**Task item:** Each line in the entries below that holds the word "beige" belongs in the answer.

Saved data entries
********
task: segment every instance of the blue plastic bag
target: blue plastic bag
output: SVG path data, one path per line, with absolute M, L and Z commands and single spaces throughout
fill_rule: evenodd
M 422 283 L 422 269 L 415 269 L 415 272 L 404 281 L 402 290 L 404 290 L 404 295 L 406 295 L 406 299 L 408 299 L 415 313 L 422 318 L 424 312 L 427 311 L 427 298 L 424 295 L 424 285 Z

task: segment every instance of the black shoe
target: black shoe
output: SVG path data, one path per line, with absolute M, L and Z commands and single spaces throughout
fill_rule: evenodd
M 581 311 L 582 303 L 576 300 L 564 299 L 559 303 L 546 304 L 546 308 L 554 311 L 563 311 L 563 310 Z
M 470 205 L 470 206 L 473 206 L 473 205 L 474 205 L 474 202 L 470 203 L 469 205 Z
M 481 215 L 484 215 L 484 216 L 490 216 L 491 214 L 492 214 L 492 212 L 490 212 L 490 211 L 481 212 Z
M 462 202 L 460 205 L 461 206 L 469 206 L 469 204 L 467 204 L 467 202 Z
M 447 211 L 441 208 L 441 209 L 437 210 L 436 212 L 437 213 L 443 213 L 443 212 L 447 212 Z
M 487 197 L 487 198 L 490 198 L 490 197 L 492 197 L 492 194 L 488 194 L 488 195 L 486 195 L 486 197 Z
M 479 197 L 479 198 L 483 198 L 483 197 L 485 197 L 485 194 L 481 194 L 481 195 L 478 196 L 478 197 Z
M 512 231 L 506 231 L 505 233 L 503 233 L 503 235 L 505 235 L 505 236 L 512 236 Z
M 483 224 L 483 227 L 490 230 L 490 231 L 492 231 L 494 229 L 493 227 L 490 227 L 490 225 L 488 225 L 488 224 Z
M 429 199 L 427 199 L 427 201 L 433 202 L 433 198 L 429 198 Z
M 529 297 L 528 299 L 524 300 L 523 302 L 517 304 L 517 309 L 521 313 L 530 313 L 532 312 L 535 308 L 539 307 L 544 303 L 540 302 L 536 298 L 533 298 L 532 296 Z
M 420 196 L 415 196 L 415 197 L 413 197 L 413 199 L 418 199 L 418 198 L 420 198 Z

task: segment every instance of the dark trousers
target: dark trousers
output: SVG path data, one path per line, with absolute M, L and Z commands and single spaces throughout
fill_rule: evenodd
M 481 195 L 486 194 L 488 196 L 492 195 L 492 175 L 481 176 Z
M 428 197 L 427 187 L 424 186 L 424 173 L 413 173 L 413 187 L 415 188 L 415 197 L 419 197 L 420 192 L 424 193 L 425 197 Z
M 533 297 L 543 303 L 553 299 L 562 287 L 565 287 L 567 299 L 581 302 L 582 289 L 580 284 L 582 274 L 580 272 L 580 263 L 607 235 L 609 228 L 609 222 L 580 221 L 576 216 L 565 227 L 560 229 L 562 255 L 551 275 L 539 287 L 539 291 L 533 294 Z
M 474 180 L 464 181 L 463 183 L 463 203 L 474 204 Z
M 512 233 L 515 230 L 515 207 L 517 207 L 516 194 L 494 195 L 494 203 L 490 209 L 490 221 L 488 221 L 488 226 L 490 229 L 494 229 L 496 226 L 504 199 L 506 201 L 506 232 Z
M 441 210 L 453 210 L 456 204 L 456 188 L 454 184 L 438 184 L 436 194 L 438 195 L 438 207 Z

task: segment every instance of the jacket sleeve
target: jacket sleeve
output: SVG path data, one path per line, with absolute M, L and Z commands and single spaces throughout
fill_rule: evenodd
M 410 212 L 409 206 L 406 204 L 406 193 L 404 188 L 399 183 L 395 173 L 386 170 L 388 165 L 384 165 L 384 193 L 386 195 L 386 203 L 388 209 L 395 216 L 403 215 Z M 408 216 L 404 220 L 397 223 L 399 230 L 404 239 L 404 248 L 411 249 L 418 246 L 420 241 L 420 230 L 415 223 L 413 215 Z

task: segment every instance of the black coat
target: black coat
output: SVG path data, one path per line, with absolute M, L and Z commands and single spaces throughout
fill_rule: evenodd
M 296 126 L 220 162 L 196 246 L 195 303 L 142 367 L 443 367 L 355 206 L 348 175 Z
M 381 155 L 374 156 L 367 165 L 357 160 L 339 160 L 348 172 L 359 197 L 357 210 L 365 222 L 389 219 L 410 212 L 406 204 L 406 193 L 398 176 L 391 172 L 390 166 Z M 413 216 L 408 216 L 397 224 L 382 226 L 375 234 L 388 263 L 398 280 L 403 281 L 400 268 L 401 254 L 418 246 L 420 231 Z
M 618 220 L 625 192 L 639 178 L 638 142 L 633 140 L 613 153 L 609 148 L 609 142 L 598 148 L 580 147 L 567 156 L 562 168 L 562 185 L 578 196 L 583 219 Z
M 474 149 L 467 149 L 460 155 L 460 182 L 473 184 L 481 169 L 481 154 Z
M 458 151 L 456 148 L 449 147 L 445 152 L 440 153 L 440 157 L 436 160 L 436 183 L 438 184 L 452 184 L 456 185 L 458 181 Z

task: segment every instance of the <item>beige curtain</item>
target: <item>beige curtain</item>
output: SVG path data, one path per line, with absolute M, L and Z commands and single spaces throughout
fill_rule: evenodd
********
**Task solution:**
task: segment every instance of the <item>beige curtain</item>
target: <item>beige curtain</item>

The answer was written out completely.